Part of a data file:
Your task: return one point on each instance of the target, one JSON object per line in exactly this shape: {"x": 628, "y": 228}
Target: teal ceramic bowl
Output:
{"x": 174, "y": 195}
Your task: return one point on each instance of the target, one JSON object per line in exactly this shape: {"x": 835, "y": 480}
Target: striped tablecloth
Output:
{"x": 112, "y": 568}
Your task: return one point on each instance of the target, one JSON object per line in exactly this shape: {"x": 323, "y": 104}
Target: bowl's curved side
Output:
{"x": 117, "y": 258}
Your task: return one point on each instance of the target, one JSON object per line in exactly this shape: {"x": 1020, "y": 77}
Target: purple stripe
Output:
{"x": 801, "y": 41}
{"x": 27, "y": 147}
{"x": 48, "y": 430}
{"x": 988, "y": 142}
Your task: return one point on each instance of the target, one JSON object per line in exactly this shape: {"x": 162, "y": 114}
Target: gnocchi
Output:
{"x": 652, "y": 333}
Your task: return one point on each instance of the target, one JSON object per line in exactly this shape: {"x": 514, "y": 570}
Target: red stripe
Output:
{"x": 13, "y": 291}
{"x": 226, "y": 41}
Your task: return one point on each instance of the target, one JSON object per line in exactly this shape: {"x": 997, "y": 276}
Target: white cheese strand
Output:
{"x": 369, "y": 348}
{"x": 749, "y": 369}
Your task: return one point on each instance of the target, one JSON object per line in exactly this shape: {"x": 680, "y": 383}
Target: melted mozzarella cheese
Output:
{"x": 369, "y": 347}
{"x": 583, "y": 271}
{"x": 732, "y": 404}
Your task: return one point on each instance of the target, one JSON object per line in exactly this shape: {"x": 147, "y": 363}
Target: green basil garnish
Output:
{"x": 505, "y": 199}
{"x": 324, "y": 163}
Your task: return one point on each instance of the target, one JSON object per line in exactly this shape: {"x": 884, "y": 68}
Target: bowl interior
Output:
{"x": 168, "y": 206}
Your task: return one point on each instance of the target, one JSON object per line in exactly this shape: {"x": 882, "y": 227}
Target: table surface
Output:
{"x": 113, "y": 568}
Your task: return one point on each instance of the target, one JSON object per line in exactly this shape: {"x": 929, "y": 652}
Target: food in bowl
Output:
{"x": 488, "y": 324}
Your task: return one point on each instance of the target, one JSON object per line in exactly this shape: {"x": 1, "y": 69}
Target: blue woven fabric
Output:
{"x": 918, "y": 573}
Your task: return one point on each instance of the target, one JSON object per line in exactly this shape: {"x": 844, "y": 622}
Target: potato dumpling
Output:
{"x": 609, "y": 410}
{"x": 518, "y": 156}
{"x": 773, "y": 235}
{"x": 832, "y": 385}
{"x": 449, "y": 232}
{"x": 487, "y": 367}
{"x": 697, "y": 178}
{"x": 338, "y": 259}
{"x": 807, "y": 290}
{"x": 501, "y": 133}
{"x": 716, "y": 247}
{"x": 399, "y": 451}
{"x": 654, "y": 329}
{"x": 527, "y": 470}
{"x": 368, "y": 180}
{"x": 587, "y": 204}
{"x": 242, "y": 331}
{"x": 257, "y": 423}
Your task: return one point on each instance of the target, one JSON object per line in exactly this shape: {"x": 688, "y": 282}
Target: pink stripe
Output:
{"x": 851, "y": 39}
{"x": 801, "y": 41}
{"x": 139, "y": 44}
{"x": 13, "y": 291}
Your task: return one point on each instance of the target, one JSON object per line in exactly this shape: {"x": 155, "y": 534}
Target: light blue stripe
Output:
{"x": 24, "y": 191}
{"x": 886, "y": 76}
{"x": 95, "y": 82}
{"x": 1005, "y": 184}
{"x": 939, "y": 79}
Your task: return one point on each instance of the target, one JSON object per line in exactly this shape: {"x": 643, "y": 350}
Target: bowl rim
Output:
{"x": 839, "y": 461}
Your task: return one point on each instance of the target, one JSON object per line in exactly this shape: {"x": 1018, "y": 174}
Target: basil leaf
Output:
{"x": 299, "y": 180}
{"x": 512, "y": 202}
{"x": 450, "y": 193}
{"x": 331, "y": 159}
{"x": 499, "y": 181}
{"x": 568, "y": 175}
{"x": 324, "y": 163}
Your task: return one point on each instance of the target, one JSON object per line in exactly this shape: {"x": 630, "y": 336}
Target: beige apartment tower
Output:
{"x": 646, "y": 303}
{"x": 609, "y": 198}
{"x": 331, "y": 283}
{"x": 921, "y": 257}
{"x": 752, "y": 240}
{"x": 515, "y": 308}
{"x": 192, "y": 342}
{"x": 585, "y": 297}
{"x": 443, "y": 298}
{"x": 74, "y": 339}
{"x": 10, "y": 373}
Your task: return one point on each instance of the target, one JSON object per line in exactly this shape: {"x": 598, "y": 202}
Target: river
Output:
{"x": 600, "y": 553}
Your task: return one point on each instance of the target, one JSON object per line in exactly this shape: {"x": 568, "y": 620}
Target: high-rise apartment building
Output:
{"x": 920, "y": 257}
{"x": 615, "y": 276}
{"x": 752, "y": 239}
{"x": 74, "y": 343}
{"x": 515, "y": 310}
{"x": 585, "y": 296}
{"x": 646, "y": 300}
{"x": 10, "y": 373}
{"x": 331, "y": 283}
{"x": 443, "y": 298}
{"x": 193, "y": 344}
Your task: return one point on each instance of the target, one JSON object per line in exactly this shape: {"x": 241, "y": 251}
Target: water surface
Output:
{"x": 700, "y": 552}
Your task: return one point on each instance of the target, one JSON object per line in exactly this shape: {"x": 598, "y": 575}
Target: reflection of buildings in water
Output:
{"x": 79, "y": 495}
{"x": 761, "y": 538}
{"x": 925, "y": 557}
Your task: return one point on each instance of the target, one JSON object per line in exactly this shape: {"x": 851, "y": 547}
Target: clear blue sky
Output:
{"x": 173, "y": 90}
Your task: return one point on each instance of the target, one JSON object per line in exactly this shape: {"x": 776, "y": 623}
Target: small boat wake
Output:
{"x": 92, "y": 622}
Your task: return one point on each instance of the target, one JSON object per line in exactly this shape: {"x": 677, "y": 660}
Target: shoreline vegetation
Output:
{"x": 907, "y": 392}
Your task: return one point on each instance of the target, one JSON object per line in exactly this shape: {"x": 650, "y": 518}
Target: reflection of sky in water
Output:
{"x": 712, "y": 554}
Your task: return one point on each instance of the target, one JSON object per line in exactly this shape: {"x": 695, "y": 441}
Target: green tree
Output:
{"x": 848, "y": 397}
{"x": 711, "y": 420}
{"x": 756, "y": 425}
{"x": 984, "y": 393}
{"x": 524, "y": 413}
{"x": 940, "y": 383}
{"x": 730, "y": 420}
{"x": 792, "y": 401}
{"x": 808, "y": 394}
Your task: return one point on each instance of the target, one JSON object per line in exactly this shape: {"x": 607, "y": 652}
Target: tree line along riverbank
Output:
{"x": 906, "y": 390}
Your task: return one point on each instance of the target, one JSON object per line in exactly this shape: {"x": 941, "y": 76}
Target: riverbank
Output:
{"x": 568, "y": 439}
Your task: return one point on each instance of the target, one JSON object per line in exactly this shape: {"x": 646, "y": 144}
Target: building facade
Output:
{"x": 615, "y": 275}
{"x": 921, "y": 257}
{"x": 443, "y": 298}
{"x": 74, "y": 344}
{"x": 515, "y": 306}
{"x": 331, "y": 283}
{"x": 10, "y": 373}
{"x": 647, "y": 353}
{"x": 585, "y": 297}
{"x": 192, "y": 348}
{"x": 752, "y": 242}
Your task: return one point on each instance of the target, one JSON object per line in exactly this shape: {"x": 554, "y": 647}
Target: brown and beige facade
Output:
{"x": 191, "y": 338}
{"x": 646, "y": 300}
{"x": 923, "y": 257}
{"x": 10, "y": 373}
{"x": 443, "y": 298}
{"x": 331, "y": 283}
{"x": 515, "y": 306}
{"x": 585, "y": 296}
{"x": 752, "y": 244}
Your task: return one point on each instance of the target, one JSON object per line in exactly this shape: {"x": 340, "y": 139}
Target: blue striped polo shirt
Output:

• _Set task_
Show every line of the material above that contains the word "green", copying each one in full.

• _The result_
Target: green basil garnish
Target: green tree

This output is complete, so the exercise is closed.